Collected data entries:
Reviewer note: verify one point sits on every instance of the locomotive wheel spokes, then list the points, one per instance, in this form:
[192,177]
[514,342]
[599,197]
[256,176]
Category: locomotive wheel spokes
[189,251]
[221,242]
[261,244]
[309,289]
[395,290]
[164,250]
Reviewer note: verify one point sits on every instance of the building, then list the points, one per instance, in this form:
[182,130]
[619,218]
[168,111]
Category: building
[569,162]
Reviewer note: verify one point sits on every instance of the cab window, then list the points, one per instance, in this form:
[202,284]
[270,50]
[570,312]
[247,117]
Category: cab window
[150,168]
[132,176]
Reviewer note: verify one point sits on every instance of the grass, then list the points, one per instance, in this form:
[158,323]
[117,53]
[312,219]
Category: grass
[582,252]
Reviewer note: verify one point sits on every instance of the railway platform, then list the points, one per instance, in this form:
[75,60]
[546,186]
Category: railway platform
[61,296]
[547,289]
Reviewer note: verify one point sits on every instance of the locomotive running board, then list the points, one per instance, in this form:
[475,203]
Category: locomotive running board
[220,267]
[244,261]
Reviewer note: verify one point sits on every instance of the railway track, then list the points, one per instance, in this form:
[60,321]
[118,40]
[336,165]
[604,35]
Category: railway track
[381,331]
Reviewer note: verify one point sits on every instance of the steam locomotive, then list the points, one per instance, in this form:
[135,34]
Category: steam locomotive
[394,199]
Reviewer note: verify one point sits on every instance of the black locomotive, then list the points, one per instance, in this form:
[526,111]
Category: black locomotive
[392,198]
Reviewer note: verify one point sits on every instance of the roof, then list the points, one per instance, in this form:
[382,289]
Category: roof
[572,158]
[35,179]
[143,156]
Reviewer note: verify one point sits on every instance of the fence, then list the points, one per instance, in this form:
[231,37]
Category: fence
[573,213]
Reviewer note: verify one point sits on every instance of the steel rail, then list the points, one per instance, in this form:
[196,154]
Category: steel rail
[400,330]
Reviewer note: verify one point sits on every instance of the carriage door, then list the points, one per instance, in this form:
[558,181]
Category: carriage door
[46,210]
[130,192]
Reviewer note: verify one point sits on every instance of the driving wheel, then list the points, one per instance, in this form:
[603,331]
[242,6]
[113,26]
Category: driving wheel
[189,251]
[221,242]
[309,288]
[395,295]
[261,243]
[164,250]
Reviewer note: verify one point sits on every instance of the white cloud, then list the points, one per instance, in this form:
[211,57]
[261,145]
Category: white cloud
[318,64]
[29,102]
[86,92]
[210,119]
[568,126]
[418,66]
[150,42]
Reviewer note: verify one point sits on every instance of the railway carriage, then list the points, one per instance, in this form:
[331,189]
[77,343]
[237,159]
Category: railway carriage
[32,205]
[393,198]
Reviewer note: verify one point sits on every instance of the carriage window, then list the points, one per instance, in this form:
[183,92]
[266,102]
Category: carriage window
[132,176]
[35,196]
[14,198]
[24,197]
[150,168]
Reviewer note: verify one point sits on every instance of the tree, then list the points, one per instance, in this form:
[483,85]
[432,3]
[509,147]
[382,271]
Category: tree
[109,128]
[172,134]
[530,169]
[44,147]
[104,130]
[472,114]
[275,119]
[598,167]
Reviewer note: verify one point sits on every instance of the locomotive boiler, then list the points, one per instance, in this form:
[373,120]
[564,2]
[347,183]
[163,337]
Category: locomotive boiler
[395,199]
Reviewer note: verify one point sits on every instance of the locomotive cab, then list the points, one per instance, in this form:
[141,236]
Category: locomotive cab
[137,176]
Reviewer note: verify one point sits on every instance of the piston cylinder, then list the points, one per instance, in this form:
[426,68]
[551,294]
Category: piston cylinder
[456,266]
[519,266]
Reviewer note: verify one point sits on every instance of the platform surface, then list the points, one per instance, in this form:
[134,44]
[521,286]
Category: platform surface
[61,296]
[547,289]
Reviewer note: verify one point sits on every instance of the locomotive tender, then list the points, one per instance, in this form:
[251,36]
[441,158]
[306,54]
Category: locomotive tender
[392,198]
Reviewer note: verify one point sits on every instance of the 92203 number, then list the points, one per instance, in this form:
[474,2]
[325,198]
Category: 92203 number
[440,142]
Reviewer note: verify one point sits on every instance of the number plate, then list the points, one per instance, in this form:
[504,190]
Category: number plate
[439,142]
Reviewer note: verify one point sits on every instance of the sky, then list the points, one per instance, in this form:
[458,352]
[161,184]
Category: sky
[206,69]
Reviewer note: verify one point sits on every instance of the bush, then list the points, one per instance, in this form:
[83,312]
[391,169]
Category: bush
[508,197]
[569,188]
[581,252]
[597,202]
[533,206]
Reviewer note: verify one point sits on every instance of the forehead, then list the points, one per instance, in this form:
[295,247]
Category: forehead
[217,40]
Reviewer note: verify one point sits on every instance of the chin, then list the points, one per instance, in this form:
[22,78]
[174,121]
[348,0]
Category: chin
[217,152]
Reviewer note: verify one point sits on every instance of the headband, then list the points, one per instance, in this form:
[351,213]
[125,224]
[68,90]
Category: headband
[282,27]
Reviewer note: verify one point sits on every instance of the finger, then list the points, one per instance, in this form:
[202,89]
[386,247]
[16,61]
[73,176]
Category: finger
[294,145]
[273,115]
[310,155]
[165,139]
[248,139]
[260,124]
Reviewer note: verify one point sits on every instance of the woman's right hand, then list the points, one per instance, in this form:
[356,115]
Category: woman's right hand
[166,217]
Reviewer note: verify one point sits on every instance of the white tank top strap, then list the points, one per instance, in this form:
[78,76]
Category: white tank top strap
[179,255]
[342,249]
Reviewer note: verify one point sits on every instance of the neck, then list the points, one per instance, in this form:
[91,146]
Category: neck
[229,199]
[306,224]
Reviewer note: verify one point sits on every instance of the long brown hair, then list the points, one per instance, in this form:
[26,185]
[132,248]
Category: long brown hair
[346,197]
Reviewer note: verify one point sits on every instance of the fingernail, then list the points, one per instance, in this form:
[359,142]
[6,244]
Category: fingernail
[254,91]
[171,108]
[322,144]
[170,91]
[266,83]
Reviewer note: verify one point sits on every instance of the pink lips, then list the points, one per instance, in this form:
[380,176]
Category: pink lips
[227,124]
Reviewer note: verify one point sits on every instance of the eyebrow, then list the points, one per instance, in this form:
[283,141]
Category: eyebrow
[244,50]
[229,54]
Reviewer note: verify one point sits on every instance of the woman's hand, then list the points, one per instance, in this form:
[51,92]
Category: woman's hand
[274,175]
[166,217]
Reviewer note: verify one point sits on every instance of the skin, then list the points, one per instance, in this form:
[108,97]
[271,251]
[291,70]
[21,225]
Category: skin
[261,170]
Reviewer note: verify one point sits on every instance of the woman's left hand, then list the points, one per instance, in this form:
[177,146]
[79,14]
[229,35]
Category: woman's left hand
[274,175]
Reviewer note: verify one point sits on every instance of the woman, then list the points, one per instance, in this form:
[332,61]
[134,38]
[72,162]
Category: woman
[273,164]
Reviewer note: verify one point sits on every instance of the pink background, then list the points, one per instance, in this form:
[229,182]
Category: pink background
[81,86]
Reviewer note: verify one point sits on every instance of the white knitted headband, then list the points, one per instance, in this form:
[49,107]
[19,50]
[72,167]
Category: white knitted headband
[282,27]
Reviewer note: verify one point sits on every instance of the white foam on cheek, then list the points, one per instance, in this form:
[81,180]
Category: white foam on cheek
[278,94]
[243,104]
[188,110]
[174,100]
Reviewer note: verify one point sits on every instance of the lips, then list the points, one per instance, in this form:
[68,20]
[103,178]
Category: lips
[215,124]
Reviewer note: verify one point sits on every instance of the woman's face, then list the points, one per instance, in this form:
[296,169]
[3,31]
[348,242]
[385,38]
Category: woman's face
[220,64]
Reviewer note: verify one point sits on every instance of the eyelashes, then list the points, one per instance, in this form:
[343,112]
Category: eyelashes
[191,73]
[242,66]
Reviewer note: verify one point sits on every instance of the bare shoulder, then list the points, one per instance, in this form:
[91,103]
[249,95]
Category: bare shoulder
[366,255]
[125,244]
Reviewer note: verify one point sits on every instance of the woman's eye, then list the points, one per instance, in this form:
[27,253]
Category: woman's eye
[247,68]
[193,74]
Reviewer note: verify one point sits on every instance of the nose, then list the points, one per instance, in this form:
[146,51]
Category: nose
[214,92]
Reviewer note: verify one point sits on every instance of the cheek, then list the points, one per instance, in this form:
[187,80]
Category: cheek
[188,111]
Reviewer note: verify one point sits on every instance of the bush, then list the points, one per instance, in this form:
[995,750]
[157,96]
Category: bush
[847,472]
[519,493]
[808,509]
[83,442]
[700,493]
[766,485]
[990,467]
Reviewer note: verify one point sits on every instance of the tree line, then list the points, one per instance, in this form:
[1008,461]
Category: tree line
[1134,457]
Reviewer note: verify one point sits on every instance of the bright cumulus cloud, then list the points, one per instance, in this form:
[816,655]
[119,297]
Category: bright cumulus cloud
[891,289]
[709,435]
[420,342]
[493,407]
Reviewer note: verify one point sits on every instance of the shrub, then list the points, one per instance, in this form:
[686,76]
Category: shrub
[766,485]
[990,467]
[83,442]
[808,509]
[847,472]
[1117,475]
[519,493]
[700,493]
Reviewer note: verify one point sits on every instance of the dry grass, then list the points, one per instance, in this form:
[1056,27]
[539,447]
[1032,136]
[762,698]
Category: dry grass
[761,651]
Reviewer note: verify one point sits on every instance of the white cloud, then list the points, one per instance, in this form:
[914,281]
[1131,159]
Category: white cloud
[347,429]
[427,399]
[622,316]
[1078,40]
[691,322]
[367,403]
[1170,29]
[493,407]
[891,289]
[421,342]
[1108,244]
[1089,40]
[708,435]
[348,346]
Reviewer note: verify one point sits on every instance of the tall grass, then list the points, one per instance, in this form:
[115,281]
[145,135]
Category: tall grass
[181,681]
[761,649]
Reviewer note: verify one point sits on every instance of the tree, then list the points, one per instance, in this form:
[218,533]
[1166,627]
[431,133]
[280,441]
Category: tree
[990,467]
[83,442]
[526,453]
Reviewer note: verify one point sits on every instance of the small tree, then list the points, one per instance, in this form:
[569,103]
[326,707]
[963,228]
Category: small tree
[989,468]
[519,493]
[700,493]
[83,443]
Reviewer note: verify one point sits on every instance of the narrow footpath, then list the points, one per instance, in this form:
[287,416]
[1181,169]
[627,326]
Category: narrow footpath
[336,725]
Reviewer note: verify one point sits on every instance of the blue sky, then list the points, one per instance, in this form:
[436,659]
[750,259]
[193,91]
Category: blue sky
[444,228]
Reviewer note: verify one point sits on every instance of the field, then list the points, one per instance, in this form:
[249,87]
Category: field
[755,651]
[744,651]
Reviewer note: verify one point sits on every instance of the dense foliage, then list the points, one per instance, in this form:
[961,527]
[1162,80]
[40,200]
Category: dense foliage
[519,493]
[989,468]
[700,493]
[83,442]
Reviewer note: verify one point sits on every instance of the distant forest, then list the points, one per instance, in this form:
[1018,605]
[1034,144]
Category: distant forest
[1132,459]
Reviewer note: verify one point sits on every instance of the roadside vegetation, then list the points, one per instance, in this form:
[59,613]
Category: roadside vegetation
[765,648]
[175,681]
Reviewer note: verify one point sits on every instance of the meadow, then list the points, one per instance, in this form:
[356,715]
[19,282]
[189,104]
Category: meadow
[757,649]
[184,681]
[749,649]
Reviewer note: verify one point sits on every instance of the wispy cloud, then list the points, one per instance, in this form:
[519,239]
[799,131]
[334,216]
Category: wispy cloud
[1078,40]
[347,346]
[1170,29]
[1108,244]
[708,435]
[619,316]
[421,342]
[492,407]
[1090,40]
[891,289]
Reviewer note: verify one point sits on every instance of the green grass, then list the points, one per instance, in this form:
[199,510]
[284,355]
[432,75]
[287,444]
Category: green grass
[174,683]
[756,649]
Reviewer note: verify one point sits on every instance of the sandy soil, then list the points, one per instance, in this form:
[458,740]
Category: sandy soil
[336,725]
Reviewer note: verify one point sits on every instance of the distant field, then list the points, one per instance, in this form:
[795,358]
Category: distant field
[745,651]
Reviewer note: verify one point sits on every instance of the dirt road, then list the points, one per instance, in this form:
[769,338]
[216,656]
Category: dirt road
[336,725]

__WRITTEN EXERCISE__:
Copy, character for character, the lines from the line that holds "the field, then" through the final line of the records above.

__SOLUTION TO THIS TASK__:
Reviewer note: verify one point sits on every instance of the field, then list the points, one per instance, in this form:
[249,87]
Category: field
[755,651]
[744,651]
Reviewer note: verify one point sits on every instance of the dense foliage, then list the points, one per instance, in this form:
[961,527]
[1162,80]
[40,200]
Category: dense foliage
[519,493]
[989,468]
[700,493]
[83,442]
Reviewer note: verify one point sits on every instance of the distant forest, then list the points, one per instance, in this form:
[1018,605]
[1034,144]
Category: distant forest
[1132,459]
Reviewer note: verify one point sits on every instance of the roadside vegetation, then list the points, one per instance, in this form:
[59,613]
Category: roadside vegetation
[765,648]
[175,681]
Reviewer note: verify one point sits on every instance of the meadow, then list the points, one per instance, in this form:
[356,715]
[19,282]
[189,104]
Category: meadow
[757,649]
[184,681]
[749,649]
Reviewer note: verify one point sits on every instance of the wispy cloud, then list the points, one per instance, in this form:
[519,239]
[799,131]
[334,216]
Category: wispy cloud
[1078,40]
[347,346]
[1170,29]
[1108,244]
[708,435]
[619,316]
[421,342]
[492,407]
[1090,40]
[891,289]
Reviewer note: verify one point sits on every instance of the green grass, then list the points, one per instance, in this form:
[199,510]
[284,355]
[432,75]
[287,444]
Category: green grass
[174,683]
[756,649]
Reviewer note: verify one point sits on every instance of the sandy soil, then list the points, one per instance, in this form:
[458,740]
Category: sandy soil
[336,725]
Reviewer note: verify one point sits on every instance of the distant field, then list the points, one per instance, in this form:
[795,358]
Category: distant field
[745,651]
Reviewer note: verify one point sits on every instance of the dirt road, then list the points, one per instance, in this form:
[769,338]
[216,656]
Category: dirt road
[336,725]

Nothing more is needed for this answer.